§ SET TASK:
Write out every line of the items below as a JSON list of strings, one string per line, skipping any blank lines.
━━ INFORMATION SUPPLIED
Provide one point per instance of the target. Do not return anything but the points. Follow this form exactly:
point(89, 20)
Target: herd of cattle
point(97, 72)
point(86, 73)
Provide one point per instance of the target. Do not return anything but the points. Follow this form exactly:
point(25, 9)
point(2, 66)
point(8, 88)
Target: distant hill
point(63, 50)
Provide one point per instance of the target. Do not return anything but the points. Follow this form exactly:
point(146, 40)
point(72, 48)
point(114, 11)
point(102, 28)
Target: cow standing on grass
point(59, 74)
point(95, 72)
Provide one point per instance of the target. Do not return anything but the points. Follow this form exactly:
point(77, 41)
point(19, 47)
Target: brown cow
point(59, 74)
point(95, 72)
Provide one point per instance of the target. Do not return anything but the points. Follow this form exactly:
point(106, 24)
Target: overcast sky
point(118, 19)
━━━━
§ FINISHED EXERCISE:
[
  "Provide one point per instance of the target. Do not return anything but the points. Follow this form exactly:",
  "point(89, 20)",
  "Target: herd of cattle",
  "point(97, 72)",
  "point(86, 73)",
  "Provide one point per instance of the target. Do not return anything but the points. Follow this form exactly:",
  "point(25, 9)",
  "point(2, 66)",
  "point(8, 88)",
  "Target: distant hill",
  "point(63, 50)",
  "Provide one point per instance of the target. Do not return anything but the points. Follow this form exactly:",
  "point(146, 40)",
  "point(72, 48)",
  "point(114, 11)",
  "point(102, 28)",
  "Target: cow standing on grass",
  "point(59, 74)",
  "point(95, 72)",
  "Provide one point per instance of the target. Do not return anything but the points. Follow this form exactly:",
  "point(77, 41)",
  "point(19, 47)",
  "Target: brown cow",
  "point(59, 74)",
  "point(95, 72)",
  "Provide one point per instance of the target. Do not return anything but the points. Follow this form exactly:",
  "point(106, 24)",
  "Target: overcast sky",
  "point(118, 19)"
]